- Provided passage -
□ □ □ □

To kill another human, you must first kill a part of yourself.
You can keep the blindfold
During my time in Uganda, I observed how children are trained to become killers. One day they are told they will do the target practice blindfolded. When the blindfold is removed they realized the targets were human. Possibly even people they know.
This switches off the emotional security system that tells us 'this is wrong'. The numbing process begins. In the west we start with console games and we end up in underground in Arizona killing real people miles away. Same process.
In the west the blindfold is called freedom.
So what is left when the blindfold is removed?
The veteran’s despair.
Returning home from an unjust war (and they are all unjust), most veterans realize they have been manipulated by propaganda. This realization is devastating. Now do you still wonder why so many of them commit suicide or find their ways to addiction?
So tomorrow, will you keep your blindfold?
Desertion
At a young age, I refused to serve in the military. I grew up among people who had survived two world wars. There was no argument.
I remember listening to Boris Vian's song "Le Déserteur," and I knew I was not here to kill people. I was sentenced to two years in military prison, I chose to desert, leaving my country behind. It created chaos in my life, but it also forged the core of my being:
I never do what goes against my soul’s deepest truth and that is called freedom.
I never carried a gun, yet I have spent more time in war zones than most veterans. For over two decades, I worked to bring relief to civilians in distress across numerous conflict areas. I thrived on adrenaline, collected my fair share of PTSD. I’ve been held at gunpoint, detained, jailed, interrogated, and witnessed death countless times. But mostly what I saw was despair, torture, and rape.
Trust me when I say, nothing good ever comes from a gun.
In the years it took to tame my PTSD and adrenaline addiction, one principle guided my recovery: I was always on the right side of the gun, which meant never holding it.
I can't imagine how I would have healed if I had been responsible for any part of the violence I witnessed.
WAR
A few years ago, on the 405 freeway in Los Angeles, I saw a giant billboard advertising for a new movie. It just said one thing: WAR. And nobody blinked. If it had said SEX, there would have been public outrage.

□ □ □ □

- What to work on -
In the passage on war and desertion, list each experience the writer names in the sentence beginning "I’ve been held at gunpoint". The items below have no connection to the passage on war and desertion.

□ □ □ □

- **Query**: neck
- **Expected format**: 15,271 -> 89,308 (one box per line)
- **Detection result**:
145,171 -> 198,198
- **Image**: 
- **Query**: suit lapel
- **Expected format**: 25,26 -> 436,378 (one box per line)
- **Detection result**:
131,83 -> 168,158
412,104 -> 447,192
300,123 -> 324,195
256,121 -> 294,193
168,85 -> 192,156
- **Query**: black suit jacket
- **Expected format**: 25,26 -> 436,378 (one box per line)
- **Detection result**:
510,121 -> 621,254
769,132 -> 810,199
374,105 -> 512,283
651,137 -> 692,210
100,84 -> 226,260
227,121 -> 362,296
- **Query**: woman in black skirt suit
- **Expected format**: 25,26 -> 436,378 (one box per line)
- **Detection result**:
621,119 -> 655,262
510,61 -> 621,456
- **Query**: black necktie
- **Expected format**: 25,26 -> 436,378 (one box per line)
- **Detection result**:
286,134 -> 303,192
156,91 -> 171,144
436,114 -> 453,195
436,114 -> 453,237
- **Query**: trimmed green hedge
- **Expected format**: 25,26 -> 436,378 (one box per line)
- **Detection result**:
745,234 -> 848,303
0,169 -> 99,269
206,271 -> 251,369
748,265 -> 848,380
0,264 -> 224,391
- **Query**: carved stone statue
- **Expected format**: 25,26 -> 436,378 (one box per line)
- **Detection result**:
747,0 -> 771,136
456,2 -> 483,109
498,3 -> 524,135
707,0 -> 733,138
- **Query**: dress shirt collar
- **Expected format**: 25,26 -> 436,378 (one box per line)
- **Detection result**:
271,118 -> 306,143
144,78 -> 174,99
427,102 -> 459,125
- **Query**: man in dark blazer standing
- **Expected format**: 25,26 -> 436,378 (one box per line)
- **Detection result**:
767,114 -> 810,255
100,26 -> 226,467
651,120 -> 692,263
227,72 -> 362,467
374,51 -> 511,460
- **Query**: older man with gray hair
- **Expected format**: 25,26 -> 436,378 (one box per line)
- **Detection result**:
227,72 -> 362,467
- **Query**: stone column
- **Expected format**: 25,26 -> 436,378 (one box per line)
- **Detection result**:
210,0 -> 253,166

□ □ □ □

- Answer section -
- held at gunpoint
- detained
- jailed
- interrogated
- witnessed death countless times